━━━━━ INPUT

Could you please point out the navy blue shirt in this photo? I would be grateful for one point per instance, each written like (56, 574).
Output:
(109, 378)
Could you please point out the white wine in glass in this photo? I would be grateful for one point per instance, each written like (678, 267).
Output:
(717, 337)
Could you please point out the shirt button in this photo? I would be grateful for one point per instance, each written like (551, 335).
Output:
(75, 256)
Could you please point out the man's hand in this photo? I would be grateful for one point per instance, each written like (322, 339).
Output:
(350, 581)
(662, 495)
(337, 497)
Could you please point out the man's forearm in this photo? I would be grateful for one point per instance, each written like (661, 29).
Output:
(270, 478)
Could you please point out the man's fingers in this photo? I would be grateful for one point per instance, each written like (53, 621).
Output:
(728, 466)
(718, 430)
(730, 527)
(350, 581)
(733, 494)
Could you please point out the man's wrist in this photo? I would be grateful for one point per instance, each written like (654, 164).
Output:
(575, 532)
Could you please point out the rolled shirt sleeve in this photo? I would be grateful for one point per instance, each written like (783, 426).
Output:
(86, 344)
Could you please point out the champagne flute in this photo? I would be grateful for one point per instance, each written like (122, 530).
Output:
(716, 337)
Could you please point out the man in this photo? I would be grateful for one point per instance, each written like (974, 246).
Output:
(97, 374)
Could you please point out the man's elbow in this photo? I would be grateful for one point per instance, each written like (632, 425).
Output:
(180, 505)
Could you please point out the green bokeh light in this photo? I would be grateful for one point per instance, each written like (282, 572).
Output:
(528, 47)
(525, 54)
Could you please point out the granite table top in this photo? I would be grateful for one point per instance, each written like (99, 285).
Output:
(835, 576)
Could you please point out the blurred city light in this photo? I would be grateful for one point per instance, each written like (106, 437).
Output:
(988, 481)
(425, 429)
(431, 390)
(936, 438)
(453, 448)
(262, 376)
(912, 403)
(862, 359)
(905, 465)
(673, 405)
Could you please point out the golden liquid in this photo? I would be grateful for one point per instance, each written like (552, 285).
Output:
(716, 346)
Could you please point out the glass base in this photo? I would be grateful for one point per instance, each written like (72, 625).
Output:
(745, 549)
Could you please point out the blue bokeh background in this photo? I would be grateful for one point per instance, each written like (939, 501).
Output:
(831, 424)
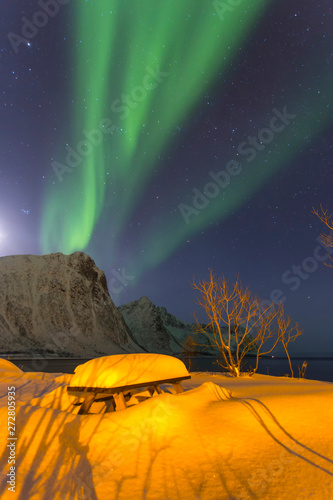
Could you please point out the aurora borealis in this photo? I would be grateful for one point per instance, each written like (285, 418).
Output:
(116, 115)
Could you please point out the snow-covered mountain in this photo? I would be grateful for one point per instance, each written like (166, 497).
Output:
(157, 330)
(59, 304)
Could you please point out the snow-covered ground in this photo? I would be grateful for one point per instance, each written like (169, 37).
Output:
(223, 438)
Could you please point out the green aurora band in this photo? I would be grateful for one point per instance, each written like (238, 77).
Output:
(117, 44)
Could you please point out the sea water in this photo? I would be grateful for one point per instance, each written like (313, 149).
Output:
(317, 368)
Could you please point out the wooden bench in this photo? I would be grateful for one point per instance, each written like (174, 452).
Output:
(116, 398)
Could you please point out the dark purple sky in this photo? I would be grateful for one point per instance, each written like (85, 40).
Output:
(261, 227)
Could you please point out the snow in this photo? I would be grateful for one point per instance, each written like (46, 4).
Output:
(8, 366)
(120, 370)
(223, 438)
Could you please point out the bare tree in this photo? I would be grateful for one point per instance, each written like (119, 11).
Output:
(327, 219)
(239, 323)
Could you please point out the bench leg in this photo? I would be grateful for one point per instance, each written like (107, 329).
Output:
(85, 407)
(120, 401)
(110, 405)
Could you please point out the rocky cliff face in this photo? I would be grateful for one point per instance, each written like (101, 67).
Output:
(58, 304)
(156, 330)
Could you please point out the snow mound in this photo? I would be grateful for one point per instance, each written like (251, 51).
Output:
(127, 369)
(7, 366)
(58, 399)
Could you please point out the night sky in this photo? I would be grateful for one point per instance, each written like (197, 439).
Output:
(167, 138)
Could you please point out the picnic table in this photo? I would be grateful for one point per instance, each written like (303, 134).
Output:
(117, 398)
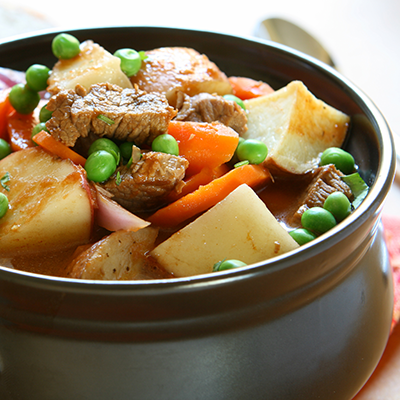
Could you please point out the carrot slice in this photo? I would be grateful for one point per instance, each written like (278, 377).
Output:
(45, 140)
(204, 144)
(19, 128)
(205, 176)
(208, 195)
(247, 88)
(5, 109)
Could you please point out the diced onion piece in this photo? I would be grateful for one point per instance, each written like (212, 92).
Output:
(111, 216)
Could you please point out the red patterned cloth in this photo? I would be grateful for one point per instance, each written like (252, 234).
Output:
(391, 227)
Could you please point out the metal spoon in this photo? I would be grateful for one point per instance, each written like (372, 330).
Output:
(285, 32)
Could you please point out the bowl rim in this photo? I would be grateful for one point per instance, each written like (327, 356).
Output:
(370, 207)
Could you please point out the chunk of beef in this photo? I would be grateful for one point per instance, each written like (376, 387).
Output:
(110, 111)
(144, 185)
(205, 107)
(327, 180)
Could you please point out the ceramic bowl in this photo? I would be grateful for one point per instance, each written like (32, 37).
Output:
(311, 324)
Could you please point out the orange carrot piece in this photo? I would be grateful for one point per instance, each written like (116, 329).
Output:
(205, 176)
(247, 88)
(204, 144)
(208, 195)
(47, 142)
(19, 128)
(5, 109)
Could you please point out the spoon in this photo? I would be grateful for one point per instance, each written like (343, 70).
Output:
(285, 32)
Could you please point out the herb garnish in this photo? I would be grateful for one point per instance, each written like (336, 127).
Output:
(4, 180)
(118, 180)
(105, 119)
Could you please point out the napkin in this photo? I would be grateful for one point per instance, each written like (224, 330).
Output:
(391, 229)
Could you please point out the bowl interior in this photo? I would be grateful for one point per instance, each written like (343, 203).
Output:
(369, 141)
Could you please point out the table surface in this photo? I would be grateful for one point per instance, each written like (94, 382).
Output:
(361, 35)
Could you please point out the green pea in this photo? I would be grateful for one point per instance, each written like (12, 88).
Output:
(239, 102)
(36, 77)
(5, 148)
(65, 46)
(106, 145)
(23, 98)
(339, 205)
(302, 236)
(228, 264)
(100, 165)
(342, 160)
(44, 114)
(252, 150)
(3, 205)
(318, 220)
(165, 143)
(130, 61)
(126, 150)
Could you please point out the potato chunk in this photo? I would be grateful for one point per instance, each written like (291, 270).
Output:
(92, 65)
(168, 70)
(119, 256)
(50, 203)
(239, 227)
(296, 127)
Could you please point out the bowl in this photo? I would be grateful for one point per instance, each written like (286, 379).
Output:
(310, 324)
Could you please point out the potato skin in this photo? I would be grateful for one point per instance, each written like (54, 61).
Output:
(170, 69)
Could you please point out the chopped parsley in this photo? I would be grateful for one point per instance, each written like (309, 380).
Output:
(118, 180)
(105, 119)
(4, 180)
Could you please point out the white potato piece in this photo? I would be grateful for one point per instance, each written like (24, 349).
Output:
(168, 70)
(92, 65)
(296, 127)
(50, 203)
(122, 255)
(239, 227)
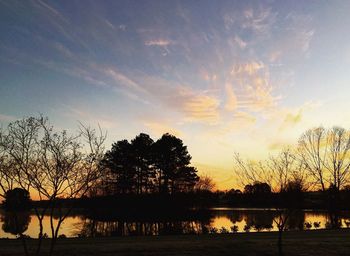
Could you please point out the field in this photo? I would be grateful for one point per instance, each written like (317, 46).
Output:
(320, 242)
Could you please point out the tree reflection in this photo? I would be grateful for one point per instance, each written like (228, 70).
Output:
(95, 228)
(15, 222)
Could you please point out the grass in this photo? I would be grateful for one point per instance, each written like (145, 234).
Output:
(316, 242)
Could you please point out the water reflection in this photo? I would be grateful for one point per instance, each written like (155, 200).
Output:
(222, 220)
(15, 223)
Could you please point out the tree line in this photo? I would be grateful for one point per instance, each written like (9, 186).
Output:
(319, 161)
(145, 166)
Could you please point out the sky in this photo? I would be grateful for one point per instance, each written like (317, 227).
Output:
(224, 76)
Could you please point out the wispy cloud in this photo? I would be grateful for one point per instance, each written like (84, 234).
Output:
(158, 42)
(157, 129)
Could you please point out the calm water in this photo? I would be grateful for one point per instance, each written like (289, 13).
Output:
(218, 220)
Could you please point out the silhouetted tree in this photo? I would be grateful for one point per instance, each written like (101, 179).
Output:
(143, 164)
(17, 199)
(52, 164)
(171, 156)
(205, 183)
(120, 162)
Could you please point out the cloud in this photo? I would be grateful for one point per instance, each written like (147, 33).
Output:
(253, 88)
(158, 129)
(7, 118)
(158, 42)
(247, 68)
(196, 107)
(124, 80)
(242, 44)
(231, 99)
(293, 119)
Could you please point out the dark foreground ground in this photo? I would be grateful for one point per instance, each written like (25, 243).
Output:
(320, 242)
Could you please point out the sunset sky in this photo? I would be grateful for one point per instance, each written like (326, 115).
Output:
(224, 76)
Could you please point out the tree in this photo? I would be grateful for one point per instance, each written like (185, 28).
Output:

━━━━━━━━━━

■ WHAT THE TASK ASKS:
Return all lines of the material above in which "table" occurs.

■ RESPONSE TO THIS TASK:
Could you please point out the granite table top in this photo? I would be grateful for one point per instance, each written like (99, 285).
Could you please point out the picnic table in this photo? I would be grateful for one point per instance, each written like (303, 134).
Could you please point out the table surface in this photo? I would be grateful for one point per instance, each written like (94, 382).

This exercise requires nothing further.